INSTRUCTIONS FOR THE TASK:
Could you reproduce every entry as it stands, leaving the pictures behind?

MATERIAL PROVIDED:
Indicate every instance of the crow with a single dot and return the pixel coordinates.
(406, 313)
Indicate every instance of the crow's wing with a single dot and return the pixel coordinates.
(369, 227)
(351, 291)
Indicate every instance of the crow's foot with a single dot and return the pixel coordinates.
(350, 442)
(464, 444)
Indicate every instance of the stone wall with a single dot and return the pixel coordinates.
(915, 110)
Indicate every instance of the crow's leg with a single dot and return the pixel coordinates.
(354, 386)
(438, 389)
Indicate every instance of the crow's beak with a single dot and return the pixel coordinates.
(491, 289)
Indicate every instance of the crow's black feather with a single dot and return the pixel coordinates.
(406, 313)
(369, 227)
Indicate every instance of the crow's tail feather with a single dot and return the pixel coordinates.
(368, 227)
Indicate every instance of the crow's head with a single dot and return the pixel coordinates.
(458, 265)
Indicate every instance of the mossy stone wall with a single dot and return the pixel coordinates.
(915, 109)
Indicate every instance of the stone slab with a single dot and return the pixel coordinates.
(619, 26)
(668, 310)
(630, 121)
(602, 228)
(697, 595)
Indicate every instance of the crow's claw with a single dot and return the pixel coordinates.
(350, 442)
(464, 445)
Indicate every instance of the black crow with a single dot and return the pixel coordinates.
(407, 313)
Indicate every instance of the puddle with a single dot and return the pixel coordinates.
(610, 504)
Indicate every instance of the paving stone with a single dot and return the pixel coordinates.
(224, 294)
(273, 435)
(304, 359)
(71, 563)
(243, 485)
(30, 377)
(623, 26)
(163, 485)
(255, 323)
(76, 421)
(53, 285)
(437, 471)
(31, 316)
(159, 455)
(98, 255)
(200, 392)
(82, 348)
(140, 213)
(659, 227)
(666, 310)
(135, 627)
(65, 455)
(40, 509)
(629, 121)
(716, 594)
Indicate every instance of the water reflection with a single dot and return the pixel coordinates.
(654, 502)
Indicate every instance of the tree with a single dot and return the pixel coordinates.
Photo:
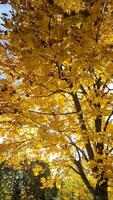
(57, 94)
(22, 184)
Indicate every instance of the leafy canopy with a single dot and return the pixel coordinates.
(56, 87)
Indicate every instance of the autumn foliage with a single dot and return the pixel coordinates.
(57, 88)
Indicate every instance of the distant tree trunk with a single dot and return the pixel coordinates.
(101, 191)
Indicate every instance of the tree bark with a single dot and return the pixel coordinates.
(101, 191)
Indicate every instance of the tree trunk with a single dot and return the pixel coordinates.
(101, 192)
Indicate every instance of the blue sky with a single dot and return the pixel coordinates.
(4, 8)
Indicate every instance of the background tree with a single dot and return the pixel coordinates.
(16, 184)
(57, 96)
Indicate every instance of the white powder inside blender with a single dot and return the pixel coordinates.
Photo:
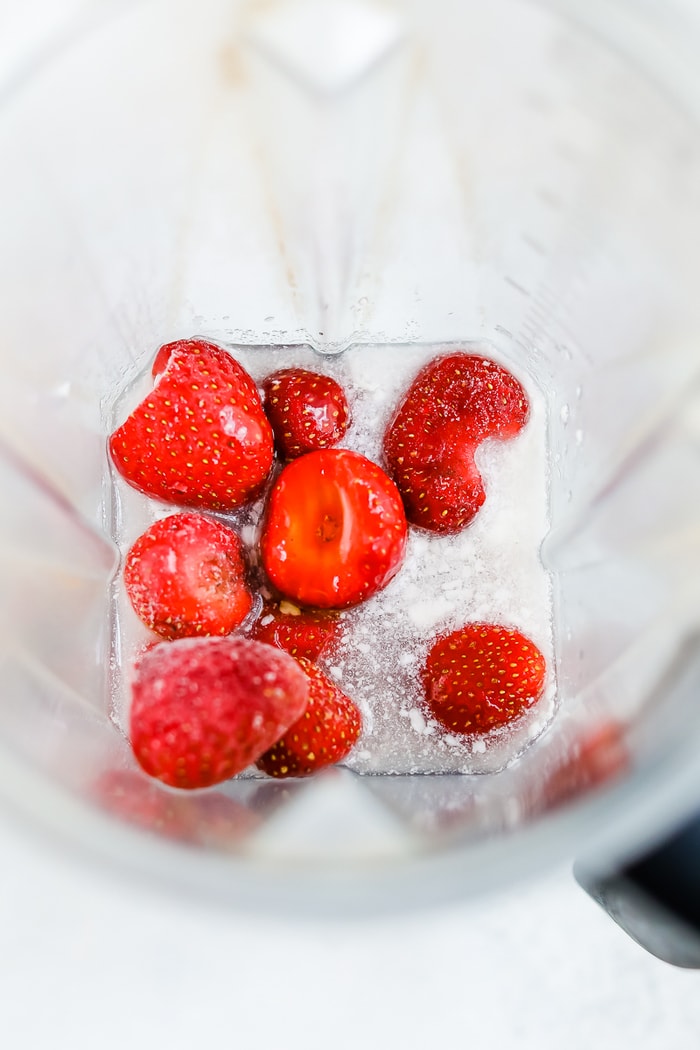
(491, 571)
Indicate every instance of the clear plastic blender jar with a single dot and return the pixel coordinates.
(348, 177)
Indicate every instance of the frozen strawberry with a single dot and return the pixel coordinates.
(200, 437)
(454, 403)
(335, 531)
(300, 632)
(186, 575)
(306, 411)
(325, 734)
(482, 676)
(204, 709)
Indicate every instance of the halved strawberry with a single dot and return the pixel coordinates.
(454, 403)
(335, 531)
(200, 438)
(306, 411)
(325, 734)
(186, 575)
(482, 676)
(300, 632)
(205, 709)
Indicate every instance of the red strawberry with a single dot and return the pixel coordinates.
(325, 734)
(335, 531)
(482, 676)
(300, 632)
(306, 411)
(186, 575)
(453, 403)
(200, 438)
(204, 709)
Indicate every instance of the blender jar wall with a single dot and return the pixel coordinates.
(173, 173)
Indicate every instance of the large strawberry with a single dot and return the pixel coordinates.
(186, 575)
(482, 676)
(306, 411)
(204, 709)
(325, 734)
(200, 437)
(454, 403)
(335, 531)
(300, 632)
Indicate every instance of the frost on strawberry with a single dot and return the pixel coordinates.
(454, 403)
(325, 734)
(308, 411)
(300, 632)
(205, 709)
(482, 676)
(200, 438)
(186, 575)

RESPONSE AREA:
Indicate every instance of the crow with a single dot and return the pixel coordinates.
(406, 313)
Indicate every instance of the crow's wing with a single dot and return the pixel coordinates.
(369, 227)
(351, 291)
Indicate every instance of the crow's foot with a single dot and return the pixel coordinates.
(350, 442)
(464, 444)
Indicate every instance of the stone wall with a single dot and return the pixel coordinates.
(915, 110)
Indicate every instance of the crow's leg with a single dot and return the pixel coordinates.
(354, 386)
(438, 389)
Indicate every instance of the crow's beak with a single dot and return the pixel coordinates.
(491, 289)
Indicate every instance of the crow's black feather with a single dot and return the pixel coordinates.
(406, 313)
(369, 227)
Indicate every instance of the crow's tail feather with a single dot and return the pixel coordinates.
(368, 227)
Indicate every instance of the crow's head with a single dot and return the pixel coordinates.
(458, 265)
Indicate every instance of the mossy stone wall with a single dot and return the pixel coordinates.
(915, 109)
Indicate every instance of the stone slab with a single dot and return the pixel coordinates.
(619, 26)
(668, 310)
(630, 121)
(602, 228)
(697, 595)
Indicate every instance of the crow's claw with a single dot and return the pixel coordinates.
(350, 442)
(464, 445)
Indicate every instance of the black crow with a single dot and return the pixel coordinates.
(407, 313)
Indicate every instance of the puddle with a single dot and return the pixel coordinates.
(610, 504)
Indicate every instance of the paving stone with a single dot and return the pixel coordinates.
(224, 294)
(273, 435)
(304, 359)
(71, 563)
(243, 485)
(30, 377)
(623, 26)
(163, 485)
(255, 323)
(76, 421)
(53, 285)
(437, 471)
(31, 316)
(159, 455)
(98, 255)
(200, 392)
(82, 348)
(140, 213)
(659, 227)
(666, 310)
(135, 627)
(65, 455)
(40, 509)
(629, 121)
(716, 594)
Indicate every instance of the water reflection with a single dot and return the pixel coordinates.
(654, 502)
Indicate every instance of the tree with a single dot and return the pixel coordinates.
Photo:
(57, 94)
(22, 184)
Indicate every instance of the leafy canopy with a single dot and return the pixel coordinates.
(56, 87)
Indicate every instance of the autumn foliage with a single dot and return the pixel coordinates.
(57, 88)
Indicate every instance of the distant tree trunk with a single dot and return the pixel coordinates.
(101, 191)
Indicate every instance of the tree bark with a single dot and return the pixel coordinates.
(101, 191)
Indicate every instance of the tree trunk with a single dot and return the pixel coordinates.
(101, 192)
Indicate every instance of the blue sky with a single dot and return the pixel coordinates.
(4, 8)
Indicate every instance of the background tree with a single dot and return the pixel coordinates.
(16, 184)
(57, 96)
Indicate every instance of the white powder inside blender with a single dot and return the pixel coordinates.
Photo:
(491, 571)
Indicate every instance of the clear plastic blender jar with a single dot and return the pixel coordinates.
(348, 177)
Indicate every instance of the frozen strawberry with a single dot and return the pixel coordinates.
(200, 437)
(454, 403)
(335, 531)
(300, 632)
(186, 575)
(306, 411)
(325, 734)
(482, 676)
(204, 709)
Indicate every instance of the halved strawberry with a single dot and return the pixel coordinates.
(454, 403)
(335, 531)
(200, 438)
(306, 411)
(325, 734)
(186, 575)
(482, 676)
(300, 632)
(205, 709)
Indicate every instance of the red strawberry with a single dot and return the pixel coordinates.
(325, 734)
(335, 531)
(482, 676)
(300, 632)
(306, 411)
(186, 575)
(453, 403)
(200, 438)
(204, 709)
Indicate every instance of the blender jar wall with a single dot and return the pixel coordinates.
(173, 173)
Indicate every instance of the large strawberry with a single dot and return the pixel coordinates.
(186, 575)
(482, 676)
(306, 411)
(204, 709)
(325, 734)
(200, 437)
(454, 403)
(335, 531)
(300, 632)
Indicate every instance of the frost on strawberry with a single dot and return the pixel coordinates.
(454, 403)
(325, 734)
(308, 411)
(300, 632)
(205, 709)
(482, 676)
(200, 438)
(186, 575)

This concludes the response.